WHAT IS BEING ASKED:
In the listing below, starting at the line that contains "Could you please locate the airfield" and ending at the line that contains "xmin=0 ymin=109 xmax=273 ymax=268", format each line as a Markdown table with the columns Row and Listing line. Leave out any blank lines.
──────────────────────────────
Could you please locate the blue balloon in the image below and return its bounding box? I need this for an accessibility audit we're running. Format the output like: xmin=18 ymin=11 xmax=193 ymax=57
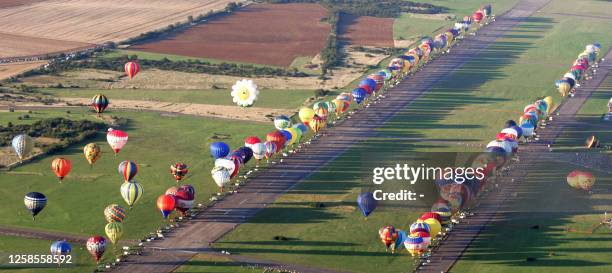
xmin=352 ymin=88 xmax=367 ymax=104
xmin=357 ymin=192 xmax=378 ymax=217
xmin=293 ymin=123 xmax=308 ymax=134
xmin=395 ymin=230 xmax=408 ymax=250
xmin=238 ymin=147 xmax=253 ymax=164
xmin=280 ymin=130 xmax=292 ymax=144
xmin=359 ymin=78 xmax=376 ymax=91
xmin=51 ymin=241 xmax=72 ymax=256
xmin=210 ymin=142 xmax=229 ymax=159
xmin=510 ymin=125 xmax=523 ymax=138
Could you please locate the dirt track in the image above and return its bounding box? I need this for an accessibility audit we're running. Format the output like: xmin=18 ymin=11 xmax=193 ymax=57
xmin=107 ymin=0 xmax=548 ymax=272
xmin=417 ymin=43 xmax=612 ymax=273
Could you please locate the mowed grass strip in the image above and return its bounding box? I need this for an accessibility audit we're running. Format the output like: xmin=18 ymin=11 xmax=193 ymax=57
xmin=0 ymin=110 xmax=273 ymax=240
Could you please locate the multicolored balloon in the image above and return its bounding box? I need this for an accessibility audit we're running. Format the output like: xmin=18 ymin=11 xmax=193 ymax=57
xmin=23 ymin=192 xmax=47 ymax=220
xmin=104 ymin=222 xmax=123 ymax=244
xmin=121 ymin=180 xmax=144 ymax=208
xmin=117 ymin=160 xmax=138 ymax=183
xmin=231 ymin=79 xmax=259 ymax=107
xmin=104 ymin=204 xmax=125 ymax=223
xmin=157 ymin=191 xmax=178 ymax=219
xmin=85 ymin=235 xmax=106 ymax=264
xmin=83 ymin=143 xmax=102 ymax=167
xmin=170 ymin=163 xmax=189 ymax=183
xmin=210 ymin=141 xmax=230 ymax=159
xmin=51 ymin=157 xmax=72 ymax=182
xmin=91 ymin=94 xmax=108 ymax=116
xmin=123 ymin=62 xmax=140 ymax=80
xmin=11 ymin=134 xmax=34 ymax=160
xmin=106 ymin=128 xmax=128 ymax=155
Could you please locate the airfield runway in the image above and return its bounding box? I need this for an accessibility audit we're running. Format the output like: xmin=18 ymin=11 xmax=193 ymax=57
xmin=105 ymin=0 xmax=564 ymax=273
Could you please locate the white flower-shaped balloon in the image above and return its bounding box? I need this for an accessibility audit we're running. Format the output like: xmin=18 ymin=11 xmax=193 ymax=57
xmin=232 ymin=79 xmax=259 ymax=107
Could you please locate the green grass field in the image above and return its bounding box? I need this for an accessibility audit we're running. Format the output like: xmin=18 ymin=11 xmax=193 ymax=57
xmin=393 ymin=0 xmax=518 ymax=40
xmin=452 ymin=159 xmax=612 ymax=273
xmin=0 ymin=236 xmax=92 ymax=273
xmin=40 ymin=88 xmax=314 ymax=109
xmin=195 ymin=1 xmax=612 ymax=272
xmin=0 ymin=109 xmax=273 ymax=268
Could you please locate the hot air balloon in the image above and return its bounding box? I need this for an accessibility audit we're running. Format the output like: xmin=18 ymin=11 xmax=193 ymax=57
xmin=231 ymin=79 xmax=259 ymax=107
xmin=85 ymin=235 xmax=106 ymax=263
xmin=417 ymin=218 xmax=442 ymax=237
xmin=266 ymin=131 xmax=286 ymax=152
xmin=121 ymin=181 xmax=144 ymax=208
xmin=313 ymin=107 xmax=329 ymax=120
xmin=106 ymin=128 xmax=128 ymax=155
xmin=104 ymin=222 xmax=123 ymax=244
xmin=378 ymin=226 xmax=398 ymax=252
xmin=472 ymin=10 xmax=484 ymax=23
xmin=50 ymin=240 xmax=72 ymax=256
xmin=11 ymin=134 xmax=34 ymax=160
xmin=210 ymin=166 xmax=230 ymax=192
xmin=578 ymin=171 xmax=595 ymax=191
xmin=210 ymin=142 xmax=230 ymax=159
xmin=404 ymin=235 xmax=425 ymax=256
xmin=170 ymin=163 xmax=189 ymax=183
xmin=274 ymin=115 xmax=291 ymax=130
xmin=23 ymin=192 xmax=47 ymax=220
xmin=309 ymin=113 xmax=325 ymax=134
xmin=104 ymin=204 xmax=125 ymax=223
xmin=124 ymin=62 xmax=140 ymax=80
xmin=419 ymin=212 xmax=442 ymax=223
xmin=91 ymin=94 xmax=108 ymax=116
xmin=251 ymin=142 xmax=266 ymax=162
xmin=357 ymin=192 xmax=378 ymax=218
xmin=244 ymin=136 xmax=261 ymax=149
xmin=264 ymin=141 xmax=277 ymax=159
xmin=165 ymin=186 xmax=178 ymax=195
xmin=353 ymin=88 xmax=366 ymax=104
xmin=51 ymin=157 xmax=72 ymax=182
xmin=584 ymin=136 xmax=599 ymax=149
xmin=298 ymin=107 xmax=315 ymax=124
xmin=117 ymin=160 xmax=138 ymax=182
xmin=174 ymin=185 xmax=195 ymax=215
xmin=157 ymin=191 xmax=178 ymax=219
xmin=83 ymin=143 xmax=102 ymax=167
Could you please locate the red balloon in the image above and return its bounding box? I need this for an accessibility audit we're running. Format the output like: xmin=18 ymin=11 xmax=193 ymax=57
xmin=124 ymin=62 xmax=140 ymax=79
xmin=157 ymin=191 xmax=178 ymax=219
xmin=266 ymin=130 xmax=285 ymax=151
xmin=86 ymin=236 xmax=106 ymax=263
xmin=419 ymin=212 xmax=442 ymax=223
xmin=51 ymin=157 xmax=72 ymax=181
──────────────────────────────
ANSWER FOR THIS EXERCISE:
| Row | Listing line |
|---|---|
| 1 | Could you please locate the airfield runway in the image above and return its bounding box? I need this for an accessibility audit we're running. Format the output like: xmin=18 ymin=11 xmax=193 ymax=57 |
| 2 | xmin=105 ymin=0 xmax=564 ymax=273 |
| 3 | Could you please locate the white flower-shaped balloon in the image above and return its bounding box? I need this for an accessibility audit we're running. Format the output like: xmin=18 ymin=11 xmax=193 ymax=57 |
| 4 | xmin=232 ymin=79 xmax=259 ymax=107 |
| 5 | Could you please locate the green grass field in the image above and return its bounding box? I need this for an accessibility audit we're running. Format the output like: xmin=18 ymin=11 xmax=193 ymax=57 |
| 6 | xmin=393 ymin=0 xmax=518 ymax=40 |
| 7 | xmin=452 ymin=159 xmax=612 ymax=273 |
| 8 | xmin=0 ymin=236 xmax=92 ymax=273 |
| 9 | xmin=40 ymin=88 xmax=314 ymax=109 |
| 10 | xmin=195 ymin=1 xmax=612 ymax=272 |
| 11 | xmin=0 ymin=109 xmax=273 ymax=268 |